[Opening The input section]

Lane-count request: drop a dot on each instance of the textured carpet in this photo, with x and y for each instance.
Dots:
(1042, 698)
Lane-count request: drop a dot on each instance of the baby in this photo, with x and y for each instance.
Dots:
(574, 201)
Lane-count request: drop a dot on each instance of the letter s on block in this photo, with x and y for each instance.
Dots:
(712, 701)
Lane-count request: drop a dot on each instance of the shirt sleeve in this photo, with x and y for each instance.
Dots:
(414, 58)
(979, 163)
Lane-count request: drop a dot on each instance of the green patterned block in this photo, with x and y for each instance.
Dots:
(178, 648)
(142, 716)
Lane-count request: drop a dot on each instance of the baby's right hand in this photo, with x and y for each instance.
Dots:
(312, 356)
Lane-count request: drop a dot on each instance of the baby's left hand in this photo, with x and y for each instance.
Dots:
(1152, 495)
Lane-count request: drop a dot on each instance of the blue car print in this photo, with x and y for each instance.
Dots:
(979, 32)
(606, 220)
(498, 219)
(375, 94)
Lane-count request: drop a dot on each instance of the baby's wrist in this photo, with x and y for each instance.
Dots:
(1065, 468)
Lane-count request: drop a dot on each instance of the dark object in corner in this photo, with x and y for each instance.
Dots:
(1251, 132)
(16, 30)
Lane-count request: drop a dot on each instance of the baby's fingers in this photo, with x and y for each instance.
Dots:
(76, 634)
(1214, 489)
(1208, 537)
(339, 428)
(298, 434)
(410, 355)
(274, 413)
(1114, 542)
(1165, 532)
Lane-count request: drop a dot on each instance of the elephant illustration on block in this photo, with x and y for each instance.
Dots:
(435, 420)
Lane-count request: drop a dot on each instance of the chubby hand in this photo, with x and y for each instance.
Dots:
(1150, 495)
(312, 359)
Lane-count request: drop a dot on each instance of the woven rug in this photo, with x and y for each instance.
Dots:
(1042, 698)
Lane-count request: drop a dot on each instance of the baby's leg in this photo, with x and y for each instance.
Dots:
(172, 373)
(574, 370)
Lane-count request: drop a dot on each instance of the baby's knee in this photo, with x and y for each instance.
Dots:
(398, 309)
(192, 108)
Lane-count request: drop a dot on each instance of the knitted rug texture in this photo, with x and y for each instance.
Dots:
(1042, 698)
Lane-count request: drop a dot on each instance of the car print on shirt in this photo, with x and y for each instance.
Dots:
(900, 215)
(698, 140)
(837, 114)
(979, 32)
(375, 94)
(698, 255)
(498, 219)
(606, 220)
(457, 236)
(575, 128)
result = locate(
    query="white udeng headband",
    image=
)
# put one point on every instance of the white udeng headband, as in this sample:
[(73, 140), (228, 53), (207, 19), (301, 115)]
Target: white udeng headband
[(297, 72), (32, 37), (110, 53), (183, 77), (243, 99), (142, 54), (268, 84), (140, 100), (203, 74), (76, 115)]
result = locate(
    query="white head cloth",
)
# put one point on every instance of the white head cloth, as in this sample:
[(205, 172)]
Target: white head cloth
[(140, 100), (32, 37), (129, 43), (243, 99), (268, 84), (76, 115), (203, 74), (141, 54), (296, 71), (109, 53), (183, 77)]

[Closing The input section]
[Opening The input section]

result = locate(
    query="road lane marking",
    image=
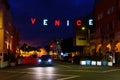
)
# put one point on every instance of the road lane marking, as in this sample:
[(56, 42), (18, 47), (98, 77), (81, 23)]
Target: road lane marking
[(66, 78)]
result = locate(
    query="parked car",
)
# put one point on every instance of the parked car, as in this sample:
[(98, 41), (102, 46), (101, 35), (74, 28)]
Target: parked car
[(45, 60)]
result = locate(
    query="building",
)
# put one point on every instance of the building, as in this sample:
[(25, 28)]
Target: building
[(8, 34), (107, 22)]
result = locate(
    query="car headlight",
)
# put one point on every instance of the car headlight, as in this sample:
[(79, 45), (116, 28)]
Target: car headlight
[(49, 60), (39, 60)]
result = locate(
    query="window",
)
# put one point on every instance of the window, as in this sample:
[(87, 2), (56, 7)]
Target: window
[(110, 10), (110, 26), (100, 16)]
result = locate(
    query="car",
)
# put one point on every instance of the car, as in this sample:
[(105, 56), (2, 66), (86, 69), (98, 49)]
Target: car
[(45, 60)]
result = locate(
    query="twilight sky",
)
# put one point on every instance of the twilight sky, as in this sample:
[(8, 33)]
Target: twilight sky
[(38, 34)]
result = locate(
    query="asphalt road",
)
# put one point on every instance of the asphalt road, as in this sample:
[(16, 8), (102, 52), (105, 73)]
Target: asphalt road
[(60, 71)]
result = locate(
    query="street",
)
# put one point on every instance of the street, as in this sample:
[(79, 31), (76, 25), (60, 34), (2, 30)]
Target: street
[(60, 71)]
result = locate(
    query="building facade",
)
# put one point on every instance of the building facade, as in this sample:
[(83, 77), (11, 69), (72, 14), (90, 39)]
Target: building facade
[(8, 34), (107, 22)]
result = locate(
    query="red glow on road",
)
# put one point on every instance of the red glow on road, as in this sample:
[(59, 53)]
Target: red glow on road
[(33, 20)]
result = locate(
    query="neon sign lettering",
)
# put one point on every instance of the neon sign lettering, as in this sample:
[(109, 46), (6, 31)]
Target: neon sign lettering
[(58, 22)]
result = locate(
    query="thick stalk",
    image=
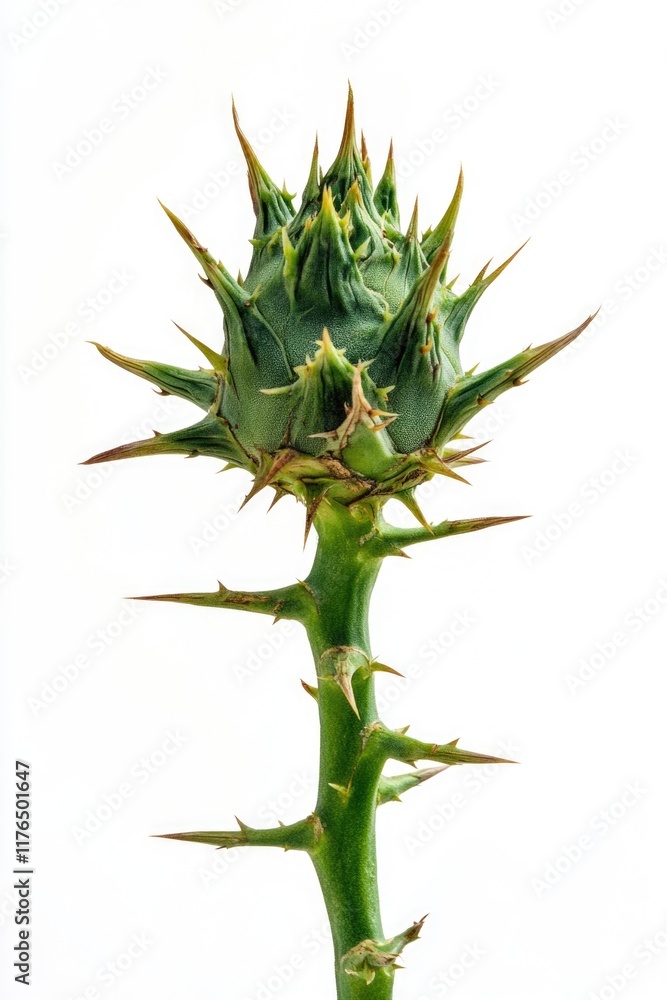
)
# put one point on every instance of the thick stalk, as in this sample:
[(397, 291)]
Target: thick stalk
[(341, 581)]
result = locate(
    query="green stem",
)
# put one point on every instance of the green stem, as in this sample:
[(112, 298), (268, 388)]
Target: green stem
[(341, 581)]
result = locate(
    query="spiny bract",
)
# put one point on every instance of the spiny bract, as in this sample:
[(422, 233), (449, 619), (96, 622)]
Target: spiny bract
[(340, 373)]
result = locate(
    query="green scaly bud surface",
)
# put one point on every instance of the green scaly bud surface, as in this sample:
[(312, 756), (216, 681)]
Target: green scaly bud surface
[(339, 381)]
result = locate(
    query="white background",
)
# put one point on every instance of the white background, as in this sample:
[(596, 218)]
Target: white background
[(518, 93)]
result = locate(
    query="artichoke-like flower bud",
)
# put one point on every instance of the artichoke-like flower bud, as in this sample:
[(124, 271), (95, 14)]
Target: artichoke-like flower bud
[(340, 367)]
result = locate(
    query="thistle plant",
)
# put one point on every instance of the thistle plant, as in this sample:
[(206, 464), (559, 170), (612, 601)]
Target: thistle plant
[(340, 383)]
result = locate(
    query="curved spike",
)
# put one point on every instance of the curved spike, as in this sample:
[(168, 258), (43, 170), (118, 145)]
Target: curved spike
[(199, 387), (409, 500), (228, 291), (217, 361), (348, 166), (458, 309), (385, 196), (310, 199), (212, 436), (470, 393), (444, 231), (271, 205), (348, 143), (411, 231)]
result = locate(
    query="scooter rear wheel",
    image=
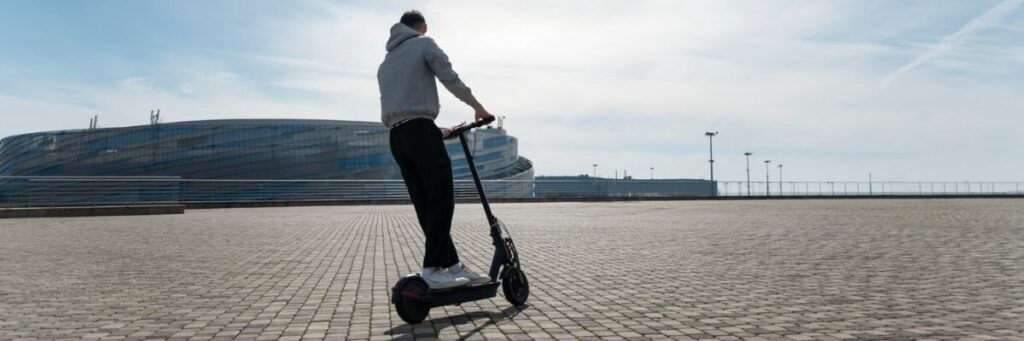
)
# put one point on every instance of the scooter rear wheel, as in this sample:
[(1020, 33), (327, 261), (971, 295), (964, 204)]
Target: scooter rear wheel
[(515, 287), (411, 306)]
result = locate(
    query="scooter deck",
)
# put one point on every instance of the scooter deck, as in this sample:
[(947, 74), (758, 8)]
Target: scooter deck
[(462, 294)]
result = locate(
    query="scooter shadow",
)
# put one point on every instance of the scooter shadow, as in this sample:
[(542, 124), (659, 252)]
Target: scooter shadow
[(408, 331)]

[Closing The input section]

> _Work instructions_
Look over the data above and show each line that contains "shirt".

> _Exercise response_
Lane-count request: drop a dot on each instance of the shirt sleeve in this photo, with x and y for each instance.
Lane-count request: drop a dot on each instance of the car print on shirt in this photo, with x and y for each instance.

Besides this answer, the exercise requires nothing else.